[Opening Records provided section]
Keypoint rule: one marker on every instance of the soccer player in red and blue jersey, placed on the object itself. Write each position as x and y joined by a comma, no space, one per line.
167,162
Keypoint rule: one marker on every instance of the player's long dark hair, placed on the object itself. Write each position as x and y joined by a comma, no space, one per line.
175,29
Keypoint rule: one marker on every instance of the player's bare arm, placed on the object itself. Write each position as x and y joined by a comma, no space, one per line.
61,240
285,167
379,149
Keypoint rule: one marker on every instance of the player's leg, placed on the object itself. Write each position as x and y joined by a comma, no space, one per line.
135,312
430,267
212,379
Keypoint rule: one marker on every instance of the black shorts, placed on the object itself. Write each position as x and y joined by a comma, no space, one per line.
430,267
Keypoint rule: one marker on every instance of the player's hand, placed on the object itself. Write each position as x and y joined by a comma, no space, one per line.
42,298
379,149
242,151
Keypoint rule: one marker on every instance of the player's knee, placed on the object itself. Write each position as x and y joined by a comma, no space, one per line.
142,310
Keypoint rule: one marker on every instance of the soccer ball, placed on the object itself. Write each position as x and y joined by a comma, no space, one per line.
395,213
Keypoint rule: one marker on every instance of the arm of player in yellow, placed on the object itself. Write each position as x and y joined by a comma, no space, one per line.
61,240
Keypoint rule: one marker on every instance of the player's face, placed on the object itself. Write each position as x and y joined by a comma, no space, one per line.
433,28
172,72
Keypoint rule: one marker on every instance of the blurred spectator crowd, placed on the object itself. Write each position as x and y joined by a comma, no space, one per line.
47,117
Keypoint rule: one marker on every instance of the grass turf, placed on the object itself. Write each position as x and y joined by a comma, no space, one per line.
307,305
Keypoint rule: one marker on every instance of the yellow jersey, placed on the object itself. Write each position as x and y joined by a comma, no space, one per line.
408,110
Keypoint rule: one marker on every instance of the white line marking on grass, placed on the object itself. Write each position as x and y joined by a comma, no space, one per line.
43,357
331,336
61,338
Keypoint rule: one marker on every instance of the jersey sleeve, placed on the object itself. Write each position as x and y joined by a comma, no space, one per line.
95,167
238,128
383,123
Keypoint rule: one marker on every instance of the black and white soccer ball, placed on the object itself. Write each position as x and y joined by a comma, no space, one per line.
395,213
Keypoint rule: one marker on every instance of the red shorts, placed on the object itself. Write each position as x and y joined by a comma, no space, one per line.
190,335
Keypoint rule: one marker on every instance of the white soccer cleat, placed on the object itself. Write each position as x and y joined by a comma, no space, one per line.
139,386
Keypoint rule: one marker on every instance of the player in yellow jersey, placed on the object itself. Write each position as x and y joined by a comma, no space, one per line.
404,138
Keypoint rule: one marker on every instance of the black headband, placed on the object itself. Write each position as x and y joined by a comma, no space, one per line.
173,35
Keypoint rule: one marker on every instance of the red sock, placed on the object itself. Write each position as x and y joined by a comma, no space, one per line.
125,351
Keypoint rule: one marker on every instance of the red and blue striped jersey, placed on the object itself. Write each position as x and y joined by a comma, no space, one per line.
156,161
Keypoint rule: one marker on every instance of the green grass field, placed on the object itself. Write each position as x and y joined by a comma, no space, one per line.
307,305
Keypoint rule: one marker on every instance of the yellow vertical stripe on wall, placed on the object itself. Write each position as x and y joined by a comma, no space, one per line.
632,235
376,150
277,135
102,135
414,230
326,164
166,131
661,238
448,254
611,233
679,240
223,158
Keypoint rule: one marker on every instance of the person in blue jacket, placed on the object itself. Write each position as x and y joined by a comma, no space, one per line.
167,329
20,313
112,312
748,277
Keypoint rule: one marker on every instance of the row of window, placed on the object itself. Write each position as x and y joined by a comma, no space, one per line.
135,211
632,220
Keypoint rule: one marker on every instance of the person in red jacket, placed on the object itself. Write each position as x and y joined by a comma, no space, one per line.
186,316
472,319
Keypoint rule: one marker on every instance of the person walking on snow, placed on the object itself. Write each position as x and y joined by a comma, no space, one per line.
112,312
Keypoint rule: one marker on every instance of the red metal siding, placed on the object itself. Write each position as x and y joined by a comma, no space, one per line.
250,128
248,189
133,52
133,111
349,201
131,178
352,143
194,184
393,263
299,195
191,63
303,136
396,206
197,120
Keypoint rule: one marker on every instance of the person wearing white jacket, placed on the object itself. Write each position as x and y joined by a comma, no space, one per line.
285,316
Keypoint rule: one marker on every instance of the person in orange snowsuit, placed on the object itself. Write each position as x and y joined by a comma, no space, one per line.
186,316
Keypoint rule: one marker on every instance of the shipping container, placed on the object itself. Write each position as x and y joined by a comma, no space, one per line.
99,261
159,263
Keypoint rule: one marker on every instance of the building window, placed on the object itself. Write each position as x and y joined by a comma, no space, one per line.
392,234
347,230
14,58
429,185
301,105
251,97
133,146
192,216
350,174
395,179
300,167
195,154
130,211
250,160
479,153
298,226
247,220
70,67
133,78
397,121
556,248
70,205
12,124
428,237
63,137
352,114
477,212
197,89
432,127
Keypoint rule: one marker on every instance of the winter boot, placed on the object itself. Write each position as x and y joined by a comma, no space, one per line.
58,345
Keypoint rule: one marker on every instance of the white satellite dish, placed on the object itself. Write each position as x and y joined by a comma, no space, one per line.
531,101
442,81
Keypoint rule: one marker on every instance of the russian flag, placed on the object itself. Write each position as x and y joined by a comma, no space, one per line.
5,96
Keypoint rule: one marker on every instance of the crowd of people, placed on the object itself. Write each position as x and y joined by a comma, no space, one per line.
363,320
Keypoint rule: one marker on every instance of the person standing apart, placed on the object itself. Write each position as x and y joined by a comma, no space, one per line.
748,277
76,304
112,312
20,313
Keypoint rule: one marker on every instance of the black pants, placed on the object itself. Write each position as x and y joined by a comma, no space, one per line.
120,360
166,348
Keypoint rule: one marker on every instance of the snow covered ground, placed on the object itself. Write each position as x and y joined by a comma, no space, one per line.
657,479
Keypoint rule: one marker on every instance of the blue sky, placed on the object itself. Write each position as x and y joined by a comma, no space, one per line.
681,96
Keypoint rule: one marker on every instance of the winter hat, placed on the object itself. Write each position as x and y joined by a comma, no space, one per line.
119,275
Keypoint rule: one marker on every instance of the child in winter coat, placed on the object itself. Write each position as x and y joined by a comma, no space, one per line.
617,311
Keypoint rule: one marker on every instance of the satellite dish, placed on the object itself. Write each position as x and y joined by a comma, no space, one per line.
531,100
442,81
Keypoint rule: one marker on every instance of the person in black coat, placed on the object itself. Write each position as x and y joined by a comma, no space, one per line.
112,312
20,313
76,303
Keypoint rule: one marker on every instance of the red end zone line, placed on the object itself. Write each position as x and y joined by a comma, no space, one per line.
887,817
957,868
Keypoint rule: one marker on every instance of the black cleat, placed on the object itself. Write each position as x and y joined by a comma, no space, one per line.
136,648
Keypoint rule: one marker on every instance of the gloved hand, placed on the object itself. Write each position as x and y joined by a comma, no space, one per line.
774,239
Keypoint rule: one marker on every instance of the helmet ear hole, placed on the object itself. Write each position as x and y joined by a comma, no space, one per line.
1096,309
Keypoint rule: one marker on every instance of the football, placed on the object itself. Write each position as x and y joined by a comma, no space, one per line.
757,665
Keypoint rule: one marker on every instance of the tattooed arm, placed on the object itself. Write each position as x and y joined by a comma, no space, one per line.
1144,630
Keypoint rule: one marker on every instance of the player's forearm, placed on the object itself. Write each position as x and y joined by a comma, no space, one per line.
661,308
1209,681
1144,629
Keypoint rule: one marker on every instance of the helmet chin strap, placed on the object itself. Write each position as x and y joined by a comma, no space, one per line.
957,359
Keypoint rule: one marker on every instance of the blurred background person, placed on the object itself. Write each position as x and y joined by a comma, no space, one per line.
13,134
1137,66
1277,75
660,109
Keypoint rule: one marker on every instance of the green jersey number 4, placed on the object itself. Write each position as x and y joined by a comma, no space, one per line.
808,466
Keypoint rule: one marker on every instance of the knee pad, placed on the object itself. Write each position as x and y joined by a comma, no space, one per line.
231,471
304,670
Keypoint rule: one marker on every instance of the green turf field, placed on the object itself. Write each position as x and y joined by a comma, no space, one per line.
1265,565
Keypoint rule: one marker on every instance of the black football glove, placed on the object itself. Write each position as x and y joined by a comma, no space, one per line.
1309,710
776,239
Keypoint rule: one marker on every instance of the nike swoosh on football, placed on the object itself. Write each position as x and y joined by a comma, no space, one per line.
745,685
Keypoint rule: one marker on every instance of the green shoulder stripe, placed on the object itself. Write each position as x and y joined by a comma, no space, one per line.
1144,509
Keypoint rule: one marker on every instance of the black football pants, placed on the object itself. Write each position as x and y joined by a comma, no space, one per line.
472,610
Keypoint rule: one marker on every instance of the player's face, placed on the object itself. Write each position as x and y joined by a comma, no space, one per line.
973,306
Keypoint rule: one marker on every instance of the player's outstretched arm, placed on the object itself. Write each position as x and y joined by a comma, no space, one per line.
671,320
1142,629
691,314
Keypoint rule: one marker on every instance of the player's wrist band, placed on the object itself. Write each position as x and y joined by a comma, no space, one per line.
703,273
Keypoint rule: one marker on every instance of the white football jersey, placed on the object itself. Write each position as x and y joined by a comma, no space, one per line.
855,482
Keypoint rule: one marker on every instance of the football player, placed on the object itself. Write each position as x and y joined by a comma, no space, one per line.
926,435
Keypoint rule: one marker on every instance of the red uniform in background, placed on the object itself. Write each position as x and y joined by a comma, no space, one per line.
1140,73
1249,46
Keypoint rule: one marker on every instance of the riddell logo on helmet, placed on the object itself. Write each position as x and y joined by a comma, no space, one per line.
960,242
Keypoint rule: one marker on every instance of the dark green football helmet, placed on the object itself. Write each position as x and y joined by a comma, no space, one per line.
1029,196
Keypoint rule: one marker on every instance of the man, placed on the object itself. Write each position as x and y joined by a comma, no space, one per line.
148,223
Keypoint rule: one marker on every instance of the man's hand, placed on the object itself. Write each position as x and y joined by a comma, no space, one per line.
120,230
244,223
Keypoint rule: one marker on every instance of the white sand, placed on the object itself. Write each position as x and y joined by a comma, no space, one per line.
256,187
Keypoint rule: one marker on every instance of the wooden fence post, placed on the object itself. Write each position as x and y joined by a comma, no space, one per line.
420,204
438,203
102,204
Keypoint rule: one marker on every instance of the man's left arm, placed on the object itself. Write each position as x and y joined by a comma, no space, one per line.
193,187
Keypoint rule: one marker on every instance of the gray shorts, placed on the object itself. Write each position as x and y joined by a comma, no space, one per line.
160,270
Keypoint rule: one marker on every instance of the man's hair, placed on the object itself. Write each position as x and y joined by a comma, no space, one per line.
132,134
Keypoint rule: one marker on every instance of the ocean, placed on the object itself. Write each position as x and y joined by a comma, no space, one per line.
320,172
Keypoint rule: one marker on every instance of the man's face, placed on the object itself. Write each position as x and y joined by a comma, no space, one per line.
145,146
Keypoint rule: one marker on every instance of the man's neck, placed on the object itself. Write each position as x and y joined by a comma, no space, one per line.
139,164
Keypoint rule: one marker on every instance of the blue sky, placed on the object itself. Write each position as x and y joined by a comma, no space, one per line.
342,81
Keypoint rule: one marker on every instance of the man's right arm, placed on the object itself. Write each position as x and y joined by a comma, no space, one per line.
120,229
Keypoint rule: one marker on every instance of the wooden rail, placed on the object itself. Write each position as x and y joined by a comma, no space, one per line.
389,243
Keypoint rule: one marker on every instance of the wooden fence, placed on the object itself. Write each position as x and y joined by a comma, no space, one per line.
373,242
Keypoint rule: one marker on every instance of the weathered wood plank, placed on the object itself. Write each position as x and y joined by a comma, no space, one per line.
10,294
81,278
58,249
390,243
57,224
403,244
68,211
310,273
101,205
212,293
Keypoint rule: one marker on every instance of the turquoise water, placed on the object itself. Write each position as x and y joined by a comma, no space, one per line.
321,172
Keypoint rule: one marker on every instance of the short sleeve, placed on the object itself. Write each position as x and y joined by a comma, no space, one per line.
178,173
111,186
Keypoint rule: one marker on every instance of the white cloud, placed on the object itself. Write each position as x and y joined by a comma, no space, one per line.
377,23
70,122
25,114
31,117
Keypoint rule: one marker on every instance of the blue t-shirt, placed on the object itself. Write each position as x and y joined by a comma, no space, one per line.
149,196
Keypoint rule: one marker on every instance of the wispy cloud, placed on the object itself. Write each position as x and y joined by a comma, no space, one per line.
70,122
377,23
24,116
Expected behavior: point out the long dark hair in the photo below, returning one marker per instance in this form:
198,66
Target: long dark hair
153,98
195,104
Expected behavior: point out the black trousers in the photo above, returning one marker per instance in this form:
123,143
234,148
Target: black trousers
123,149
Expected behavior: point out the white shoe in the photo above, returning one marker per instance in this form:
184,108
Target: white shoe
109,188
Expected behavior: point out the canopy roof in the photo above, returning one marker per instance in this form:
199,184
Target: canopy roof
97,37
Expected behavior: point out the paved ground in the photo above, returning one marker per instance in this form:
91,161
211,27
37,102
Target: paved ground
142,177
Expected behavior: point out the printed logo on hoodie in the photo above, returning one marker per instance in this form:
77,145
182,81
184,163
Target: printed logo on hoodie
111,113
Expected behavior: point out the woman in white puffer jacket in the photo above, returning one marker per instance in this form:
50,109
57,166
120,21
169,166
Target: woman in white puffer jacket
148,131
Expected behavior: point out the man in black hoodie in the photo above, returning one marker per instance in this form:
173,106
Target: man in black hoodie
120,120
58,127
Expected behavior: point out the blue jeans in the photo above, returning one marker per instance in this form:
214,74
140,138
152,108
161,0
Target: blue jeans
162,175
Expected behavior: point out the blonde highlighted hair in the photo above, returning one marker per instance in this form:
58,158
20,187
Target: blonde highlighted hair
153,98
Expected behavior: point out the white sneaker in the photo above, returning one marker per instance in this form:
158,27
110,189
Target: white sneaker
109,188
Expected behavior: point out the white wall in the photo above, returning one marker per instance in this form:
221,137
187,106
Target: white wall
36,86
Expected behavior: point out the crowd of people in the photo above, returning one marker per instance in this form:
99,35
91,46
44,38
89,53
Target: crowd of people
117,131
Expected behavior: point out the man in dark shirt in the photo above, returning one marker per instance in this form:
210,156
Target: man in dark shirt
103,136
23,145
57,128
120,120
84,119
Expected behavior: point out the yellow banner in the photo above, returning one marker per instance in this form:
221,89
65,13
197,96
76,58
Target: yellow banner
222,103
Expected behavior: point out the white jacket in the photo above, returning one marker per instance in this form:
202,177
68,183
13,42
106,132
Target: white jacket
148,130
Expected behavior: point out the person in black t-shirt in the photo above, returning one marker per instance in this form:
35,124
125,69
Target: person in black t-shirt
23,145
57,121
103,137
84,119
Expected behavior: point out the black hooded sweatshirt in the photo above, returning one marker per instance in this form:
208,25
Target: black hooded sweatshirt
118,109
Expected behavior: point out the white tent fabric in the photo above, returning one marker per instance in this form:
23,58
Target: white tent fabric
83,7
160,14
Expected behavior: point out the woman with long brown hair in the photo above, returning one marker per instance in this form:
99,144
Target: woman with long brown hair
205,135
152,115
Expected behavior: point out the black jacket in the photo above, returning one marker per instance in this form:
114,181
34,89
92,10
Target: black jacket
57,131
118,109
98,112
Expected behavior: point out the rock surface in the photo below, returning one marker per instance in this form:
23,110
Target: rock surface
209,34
[Closing Records provided section]
__Task to carry out__. How many lines in the records include "below"? Answer with the number alone.

__Written solution__. 2